Source records
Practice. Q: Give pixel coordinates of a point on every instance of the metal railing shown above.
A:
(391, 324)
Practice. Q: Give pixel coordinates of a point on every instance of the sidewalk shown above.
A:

» TASK STATEMENT: Set down each entry again, exactly as written.

» TASK RESULT:
Practice. Q: Give pixel coordinates of a point on every instance of the metal railing shown above.
A:
(391, 324)
Practice. Q: Give pixel coordinates of a point on every instance of the sidewalk shown above.
A:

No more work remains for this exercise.